### Records shown
------------------------------------------------
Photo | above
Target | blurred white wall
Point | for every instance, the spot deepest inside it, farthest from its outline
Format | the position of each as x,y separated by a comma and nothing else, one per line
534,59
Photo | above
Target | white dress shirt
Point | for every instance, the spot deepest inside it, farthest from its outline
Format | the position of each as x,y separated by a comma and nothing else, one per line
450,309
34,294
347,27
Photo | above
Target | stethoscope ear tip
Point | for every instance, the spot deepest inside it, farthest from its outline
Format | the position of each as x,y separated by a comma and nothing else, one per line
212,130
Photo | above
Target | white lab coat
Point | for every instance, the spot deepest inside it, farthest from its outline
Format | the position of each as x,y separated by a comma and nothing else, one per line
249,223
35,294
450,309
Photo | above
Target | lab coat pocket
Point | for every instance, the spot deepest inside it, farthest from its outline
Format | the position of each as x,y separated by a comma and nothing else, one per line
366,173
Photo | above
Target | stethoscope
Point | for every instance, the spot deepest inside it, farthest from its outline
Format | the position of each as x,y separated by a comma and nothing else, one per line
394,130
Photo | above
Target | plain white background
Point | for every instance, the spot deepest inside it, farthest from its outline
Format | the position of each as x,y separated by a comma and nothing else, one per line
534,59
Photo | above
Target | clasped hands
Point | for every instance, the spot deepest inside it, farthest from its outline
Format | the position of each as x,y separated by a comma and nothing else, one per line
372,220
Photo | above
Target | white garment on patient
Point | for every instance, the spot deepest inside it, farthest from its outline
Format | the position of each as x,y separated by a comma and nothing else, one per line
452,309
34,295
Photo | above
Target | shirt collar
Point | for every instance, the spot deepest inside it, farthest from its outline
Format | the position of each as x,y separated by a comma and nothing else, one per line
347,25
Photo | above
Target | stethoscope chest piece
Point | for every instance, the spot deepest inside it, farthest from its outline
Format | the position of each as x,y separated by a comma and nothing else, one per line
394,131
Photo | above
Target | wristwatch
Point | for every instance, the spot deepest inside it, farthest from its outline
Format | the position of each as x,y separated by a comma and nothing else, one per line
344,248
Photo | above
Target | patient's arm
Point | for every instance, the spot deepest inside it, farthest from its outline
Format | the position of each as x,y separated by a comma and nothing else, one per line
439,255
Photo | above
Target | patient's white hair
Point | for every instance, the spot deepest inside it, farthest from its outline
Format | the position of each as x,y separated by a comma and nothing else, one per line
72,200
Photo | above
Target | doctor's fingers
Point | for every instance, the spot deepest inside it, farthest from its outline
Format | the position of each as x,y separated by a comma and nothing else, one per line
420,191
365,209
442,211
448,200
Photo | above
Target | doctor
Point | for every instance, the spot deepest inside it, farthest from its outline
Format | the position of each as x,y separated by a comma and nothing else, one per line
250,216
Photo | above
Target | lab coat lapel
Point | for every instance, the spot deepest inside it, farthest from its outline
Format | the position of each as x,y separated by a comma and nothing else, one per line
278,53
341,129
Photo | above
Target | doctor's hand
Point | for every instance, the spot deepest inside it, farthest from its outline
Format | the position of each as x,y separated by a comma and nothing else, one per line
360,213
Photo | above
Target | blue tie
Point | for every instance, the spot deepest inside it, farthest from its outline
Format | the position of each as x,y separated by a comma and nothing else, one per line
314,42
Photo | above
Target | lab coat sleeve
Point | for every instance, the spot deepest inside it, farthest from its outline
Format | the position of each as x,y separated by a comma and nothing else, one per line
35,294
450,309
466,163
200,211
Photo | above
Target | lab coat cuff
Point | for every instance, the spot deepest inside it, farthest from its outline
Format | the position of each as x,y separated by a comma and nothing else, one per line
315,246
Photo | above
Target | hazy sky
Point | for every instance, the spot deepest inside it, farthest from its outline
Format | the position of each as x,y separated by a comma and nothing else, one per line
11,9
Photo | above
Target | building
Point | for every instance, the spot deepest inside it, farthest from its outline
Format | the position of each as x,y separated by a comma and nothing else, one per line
------------------------------------------------
### Aim
List every line in the listing above that contains the word "coat".

### Finished task
Target | white lab coat
Target | lab coat pocket
Target | lab coat lapel
Target | lab coat sleeve
Target | lab coat cuff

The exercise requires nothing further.